-- start of MATERIAL PROVIDED --

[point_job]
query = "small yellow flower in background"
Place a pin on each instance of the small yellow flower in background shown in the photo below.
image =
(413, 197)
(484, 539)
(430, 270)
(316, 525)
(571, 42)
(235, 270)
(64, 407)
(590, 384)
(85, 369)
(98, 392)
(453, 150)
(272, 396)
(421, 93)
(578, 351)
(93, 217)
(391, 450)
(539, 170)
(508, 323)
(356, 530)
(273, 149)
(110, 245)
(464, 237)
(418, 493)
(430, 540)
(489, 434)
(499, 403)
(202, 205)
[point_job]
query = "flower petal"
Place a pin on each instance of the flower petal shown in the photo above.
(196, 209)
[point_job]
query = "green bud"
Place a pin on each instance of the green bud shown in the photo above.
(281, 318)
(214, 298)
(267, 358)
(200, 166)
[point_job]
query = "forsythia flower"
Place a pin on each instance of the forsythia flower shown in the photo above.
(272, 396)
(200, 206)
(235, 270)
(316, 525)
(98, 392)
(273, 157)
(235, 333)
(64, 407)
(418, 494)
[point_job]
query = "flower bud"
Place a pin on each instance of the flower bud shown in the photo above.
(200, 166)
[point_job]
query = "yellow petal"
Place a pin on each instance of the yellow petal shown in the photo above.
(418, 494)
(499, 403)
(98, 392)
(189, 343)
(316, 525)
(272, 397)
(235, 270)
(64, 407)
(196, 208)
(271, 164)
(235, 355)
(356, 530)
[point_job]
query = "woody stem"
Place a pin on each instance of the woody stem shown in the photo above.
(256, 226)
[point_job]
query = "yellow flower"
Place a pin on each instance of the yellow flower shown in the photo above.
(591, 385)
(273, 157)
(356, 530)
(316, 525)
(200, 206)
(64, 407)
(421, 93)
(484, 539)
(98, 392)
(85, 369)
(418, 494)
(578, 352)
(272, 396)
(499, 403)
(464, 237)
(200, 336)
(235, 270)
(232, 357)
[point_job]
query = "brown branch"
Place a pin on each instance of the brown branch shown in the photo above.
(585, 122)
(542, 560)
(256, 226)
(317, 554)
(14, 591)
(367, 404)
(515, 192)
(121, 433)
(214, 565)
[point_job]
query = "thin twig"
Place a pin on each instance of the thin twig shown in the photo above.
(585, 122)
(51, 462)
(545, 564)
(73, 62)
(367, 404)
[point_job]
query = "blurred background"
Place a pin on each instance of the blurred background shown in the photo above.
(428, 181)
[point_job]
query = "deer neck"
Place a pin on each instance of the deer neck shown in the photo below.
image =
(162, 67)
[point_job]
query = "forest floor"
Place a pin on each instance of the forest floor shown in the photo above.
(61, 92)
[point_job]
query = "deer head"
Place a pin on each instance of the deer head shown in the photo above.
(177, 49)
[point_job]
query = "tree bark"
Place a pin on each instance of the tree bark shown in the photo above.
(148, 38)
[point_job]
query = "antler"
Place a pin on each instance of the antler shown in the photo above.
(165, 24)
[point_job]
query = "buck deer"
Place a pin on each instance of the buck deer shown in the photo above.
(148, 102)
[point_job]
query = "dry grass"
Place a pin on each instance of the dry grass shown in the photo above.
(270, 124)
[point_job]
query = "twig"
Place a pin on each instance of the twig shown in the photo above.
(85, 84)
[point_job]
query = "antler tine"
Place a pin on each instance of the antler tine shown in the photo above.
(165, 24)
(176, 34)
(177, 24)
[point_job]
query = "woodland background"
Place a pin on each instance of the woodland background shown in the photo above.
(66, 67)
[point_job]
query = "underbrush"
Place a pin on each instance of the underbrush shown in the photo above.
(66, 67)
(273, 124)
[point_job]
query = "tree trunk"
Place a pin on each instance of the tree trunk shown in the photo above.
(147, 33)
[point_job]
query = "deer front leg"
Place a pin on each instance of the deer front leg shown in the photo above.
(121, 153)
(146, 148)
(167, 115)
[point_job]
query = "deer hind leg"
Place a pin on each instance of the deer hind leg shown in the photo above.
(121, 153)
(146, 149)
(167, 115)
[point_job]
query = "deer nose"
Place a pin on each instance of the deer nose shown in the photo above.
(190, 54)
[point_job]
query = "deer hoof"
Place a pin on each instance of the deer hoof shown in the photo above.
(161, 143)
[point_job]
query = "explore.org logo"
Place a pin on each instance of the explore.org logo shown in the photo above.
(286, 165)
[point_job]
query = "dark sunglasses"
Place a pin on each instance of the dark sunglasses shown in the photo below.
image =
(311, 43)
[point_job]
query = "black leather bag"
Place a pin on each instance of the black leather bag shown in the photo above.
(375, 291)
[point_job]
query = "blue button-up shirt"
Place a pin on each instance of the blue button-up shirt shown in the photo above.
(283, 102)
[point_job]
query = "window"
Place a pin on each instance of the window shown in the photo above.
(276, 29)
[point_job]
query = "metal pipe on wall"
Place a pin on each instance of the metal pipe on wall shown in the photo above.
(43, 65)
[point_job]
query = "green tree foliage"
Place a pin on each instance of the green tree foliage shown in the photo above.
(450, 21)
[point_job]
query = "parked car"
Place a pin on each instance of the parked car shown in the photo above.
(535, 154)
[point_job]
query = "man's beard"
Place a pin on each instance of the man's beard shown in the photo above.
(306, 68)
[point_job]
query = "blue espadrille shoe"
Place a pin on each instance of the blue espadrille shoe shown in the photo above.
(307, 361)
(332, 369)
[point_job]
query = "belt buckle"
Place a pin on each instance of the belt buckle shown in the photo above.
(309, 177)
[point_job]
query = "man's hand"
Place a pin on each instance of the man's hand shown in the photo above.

-- end of MATERIAL PROVIDED --

_WORK TO DO_. Each line above must be reproduced exactly as it stands.

_RESULT OF THIS EXERCISE_.
[point_job]
query = "small yellow flower in background"
Place a pin on each instance of the small yellow flower in background shown in the photo below.
image =
(413, 197)
(484, 539)
(430, 270)
(316, 525)
(571, 42)
(235, 270)
(64, 407)
(590, 384)
(85, 369)
(98, 392)
(453, 150)
(272, 396)
(421, 93)
(578, 351)
(93, 217)
(391, 450)
(539, 170)
(508, 323)
(356, 530)
(273, 149)
(110, 245)
(464, 237)
(418, 493)
(430, 540)
(489, 434)
(499, 403)
(202, 205)
[point_job]
query = "flower petal"
Place a pin on each instance of the flower petal shown in the photo above.
(196, 209)
[point_job]
query = "green bud"
Place a pin on each instance of the green bud shown in the photo above.
(281, 318)
(214, 298)
(267, 358)
(200, 166)
[point_job]
query = "forsythia flower"
Place a pin on each instance of the forsythia flower shown in the photo above.
(272, 396)
(200, 206)
(235, 270)
(316, 525)
(98, 392)
(273, 157)
(235, 333)
(64, 407)
(418, 494)
[point_job]
query = "flower bud"
Place a pin on each instance of the flower bud shown in the photo above.
(200, 166)
[point_job]
query = "yellow petal"
Place a pin on each instance of the yellow petal shown in the photo above.
(418, 494)
(499, 403)
(98, 392)
(189, 343)
(316, 525)
(272, 397)
(235, 270)
(64, 407)
(196, 208)
(271, 164)
(235, 355)
(356, 530)
[point_job]
query = "woody stem"
Place a pin on each instance of the woody stem shown in the photo above.
(256, 226)
[point_job]
query = "yellow flower"
Place a pin on each instance of the yellow flower shown in the photo above.
(591, 385)
(273, 157)
(356, 530)
(316, 525)
(200, 206)
(64, 407)
(421, 93)
(484, 539)
(98, 392)
(85, 369)
(418, 494)
(578, 352)
(272, 396)
(499, 403)
(464, 237)
(200, 336)
(235, 270)
(232, 357)
[point_job]
query = "brown branch"
Place a pin on each instance of the brown branch shown in the photo above.
(585, 122)
(542, 560)
(256, 226)
(317, 554)
(14, 591)
(367, 404)
(515, 192)
(121, 433)
(214, 565)
[point_job]
query = "thin twig"
Place a pin on each instance of the thin twig shown in the photo above.
(585, 122)
(51, 462)
(545, 564)
(73, 62)
(367, 404)
[point_job]
query = "blurred background"
Place a pin on each instance of the blurred background shown in the photo above.
(428, 181)
[point_job]
query = "deer neck"
Place a pin on each instance of the deer neck shown in the photo below.
image =
(162, 67)
[point_job]
query = "forest floor"
Place a pin on each instance of the forest floor shown in the photo above.
(61, 92)
[point_job]
query = "deer head"
Place a pin on each instance of the deer head shown in the photo above.
(177, 49)
[point_job]
query = "tree bark"
Place a pin on each instance of the tree bark shown in the photo above.
(148, 38)
[point_job]
query = "antler"
Place a pin on each instance of the antler shown in the photo above.
(165, 24)
[point_job]
query = "buck deer"
Place a pin on each instance of the buck deer shown in the photo above.
(148, 102)
[point_job]
query = "dry grass"
Place a pin on each instance of the dry grass shown in the photo above.
(270, 124)
[point_job]
query = "twig"
Place a pin on each instance of the twig shown in the photo above.
(85, 84)
[point_job]
query = "antler tine"
Place a pin on each instance of the antler tine shown in the photo above.
(165, 24)
(176, 34)
(177, 24)
[point_job]
query = "woodland background"
Place a pin on each instance of the woodland background shown in the photo above.
(66, 67)
[point_job]
query = "underbrush"
Place a pin on each instance of the underbrush shown in the photo above.
(66, 67)
(273, 124)
[point_job]
query = "tree trunk"
Place a pin on each instance of the tree trunk shown in the photo above.
(147, 33)
[point_job]
query = "deer front leg"
Place a pin on each instance of the deer front leg shown in the photo above.
(121, 153)
(146, 148)
(167, 115)
[point_job]
query = "deer hind leg"
Place a pin on each instance of the deer hind leg shown in the photo above.
(121, 153)
(146, 149)
(167, 115)
[point_job]
query = "deer nose"
Place a pin on each instance of the deer nose shown in the photo above.
(190, 54)
[point_job]
query = "deer hoof"
Place a pin on each instance of the deer hoof shown in the photo above.
(161, 143)
[point_job]
query = "explore.org logo"
Place a pin on each instance of the explore.org logo shown in the photo above.
(286, 165)
[point_job]
query = "dark sunglasses"
Place a pin on each instance of the dark sunglasses shown in the photo below.
image =
(311, 43)
[point_job]
query = "black leather bag"
Place a pin on each instance of the black leather bag shown in the photo above.
(375, 291)
[point_job]
query = "blue button-up shirt"
Place a pin on each instance of the blue button-up shirt shown in the photo above.
(283, 102)
[point_job]
query = "window"
Place a pin on each instance of the window shown in the photo above.
(276, 29)
[point_job]
query = "metal pipe on wall"
Place a pin on each instance of the metal pipe on wall shown in the photo above.
(43, 65)
[point_job]
query = "green tree foliage"
Place a pin on each instance of the green tree foliage shown in the photo above.
(450, 21)
[point_job]
query = "parked car"
Place a pin on each instance of the parked car shown in the photo above.
(535, 154)
[point_job]
query = "man's beard"
Place a pin on each instance of the man's beard shown in the photo above.
(306, 68)
[point_job]
query = "blue espadrille shoe"
Place a pin on each instance of the blue espadrille shoe shown in the photo above.
(307, 361)
(332, 369)
[point_job]
query = "belt buckle"
Place a pin on each instance of the belt buckle shown in the photo above.
(309, 177)
[point_job]
query = "man's hand"
Place a pin on each instance of the man's hand shown in the photo above.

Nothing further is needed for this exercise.